### Excerpt provided

··········

Released: 2011, Century Media
Before I even start nit-picking at the details of The Haunted's seventh record, a word of warning: the rumors you may have heard about their latest opus being more Hellyeah than HELL AWAITS are all true. Whether borne from a desire to shun the Slayer comparisons once and for all, or simply the end-result of being in essentially the same game for too long, there are moments on UNSEEN where you genuinely feel as though you're knee-deep in one of the biggest creative left turns since Metallica shocked and appalled with LOAD.
That said - personally, I've never been quite as harsh as some on bands taking a stab at something new. As it is, I may be one of literally tens of Paradise Lost fans who thought that HOST wasn't a complete piss-take. Heck, I even like a couple of tunes off LOAD, as it happens. The musical pedigree at the core of The Haunted's new joint dictates at least a minimum quality level, and among the twelve new tracks on offer, there are a couple of real barnstormers. "Never Better" starts us off in exactly the way a more experimental Haunted record might be expected to; there's a tip of the hat to the breakneck riffing of old, broken up by a stunning chorus-line that brings to mind the tortured croon of Layne Staley. "Catch 22" is a mid-tempo melee, benefiting as much from a neck-snapping riff as a train of infectious hooks that come at you in rapid succession.

··········

### Extracted records
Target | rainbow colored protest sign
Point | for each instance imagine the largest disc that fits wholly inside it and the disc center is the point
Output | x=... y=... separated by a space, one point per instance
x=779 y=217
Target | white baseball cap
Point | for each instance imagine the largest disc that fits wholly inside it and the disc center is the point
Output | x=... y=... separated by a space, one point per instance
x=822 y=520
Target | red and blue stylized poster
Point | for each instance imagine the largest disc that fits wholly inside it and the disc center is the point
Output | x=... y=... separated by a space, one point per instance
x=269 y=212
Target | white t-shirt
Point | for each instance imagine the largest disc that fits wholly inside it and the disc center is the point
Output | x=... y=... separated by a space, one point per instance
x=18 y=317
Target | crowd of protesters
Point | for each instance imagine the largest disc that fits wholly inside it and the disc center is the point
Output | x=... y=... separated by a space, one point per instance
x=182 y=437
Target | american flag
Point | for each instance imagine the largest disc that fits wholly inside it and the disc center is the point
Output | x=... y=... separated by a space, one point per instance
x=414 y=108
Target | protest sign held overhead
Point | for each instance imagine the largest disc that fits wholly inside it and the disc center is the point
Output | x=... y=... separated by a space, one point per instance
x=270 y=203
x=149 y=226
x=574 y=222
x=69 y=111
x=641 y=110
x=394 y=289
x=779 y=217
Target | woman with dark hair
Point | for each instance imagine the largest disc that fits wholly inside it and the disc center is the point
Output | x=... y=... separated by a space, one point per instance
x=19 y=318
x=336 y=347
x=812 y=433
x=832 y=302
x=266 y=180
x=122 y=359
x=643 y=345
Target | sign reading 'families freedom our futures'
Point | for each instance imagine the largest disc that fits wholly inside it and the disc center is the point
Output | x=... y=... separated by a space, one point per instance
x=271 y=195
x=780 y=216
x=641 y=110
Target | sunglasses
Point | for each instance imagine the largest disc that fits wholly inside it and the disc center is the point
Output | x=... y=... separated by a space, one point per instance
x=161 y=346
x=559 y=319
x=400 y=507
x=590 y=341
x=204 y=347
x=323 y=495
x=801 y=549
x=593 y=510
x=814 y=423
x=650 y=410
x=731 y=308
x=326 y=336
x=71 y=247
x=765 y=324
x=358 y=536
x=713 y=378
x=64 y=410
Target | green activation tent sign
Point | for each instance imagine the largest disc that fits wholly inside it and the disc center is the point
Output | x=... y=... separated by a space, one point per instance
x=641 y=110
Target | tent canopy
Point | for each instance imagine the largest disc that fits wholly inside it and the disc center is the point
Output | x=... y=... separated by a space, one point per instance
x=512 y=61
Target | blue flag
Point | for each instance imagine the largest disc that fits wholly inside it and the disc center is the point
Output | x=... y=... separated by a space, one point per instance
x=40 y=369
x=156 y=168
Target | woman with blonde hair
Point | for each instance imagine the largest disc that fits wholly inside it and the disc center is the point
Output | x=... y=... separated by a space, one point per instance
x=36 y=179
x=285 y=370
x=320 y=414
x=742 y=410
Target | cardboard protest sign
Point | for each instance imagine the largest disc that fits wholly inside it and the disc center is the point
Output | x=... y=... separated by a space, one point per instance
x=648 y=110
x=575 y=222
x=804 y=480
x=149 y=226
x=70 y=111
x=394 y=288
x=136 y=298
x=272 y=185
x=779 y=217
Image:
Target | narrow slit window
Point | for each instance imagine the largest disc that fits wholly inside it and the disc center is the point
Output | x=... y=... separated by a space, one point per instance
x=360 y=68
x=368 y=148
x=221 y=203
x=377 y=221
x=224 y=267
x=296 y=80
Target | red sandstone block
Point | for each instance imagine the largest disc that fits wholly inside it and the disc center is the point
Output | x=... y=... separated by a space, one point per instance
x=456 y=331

··········

### Tasks and exercises
1. In the review of The Haunted's UNSEEN, whose voice does the chorus of "Never Better" call to mind?
2. Please continue the review of The Haunted's UNSEEN, picking up after its final sentence.

### Task-by-task results
1. Layne Staley

2.
Still, there's no masking that UNSEEN is a decidedly patchy - at times even piss-poor - piece of work, when held to the band's earlier benchmarks. Reaching its nadir on "Them", there's a palpable feeling on more than one occasion that The Haunted have grown desperate to share commercial airwaves with their buddies in Funeral For A Friend. Whether this is true or not, the backlash from fans will be fierce. In turn, you can expect particularly the outspoken Peter Dolving to retort with more vitriol than ever - an irony given the often glaring absence thereof on this record.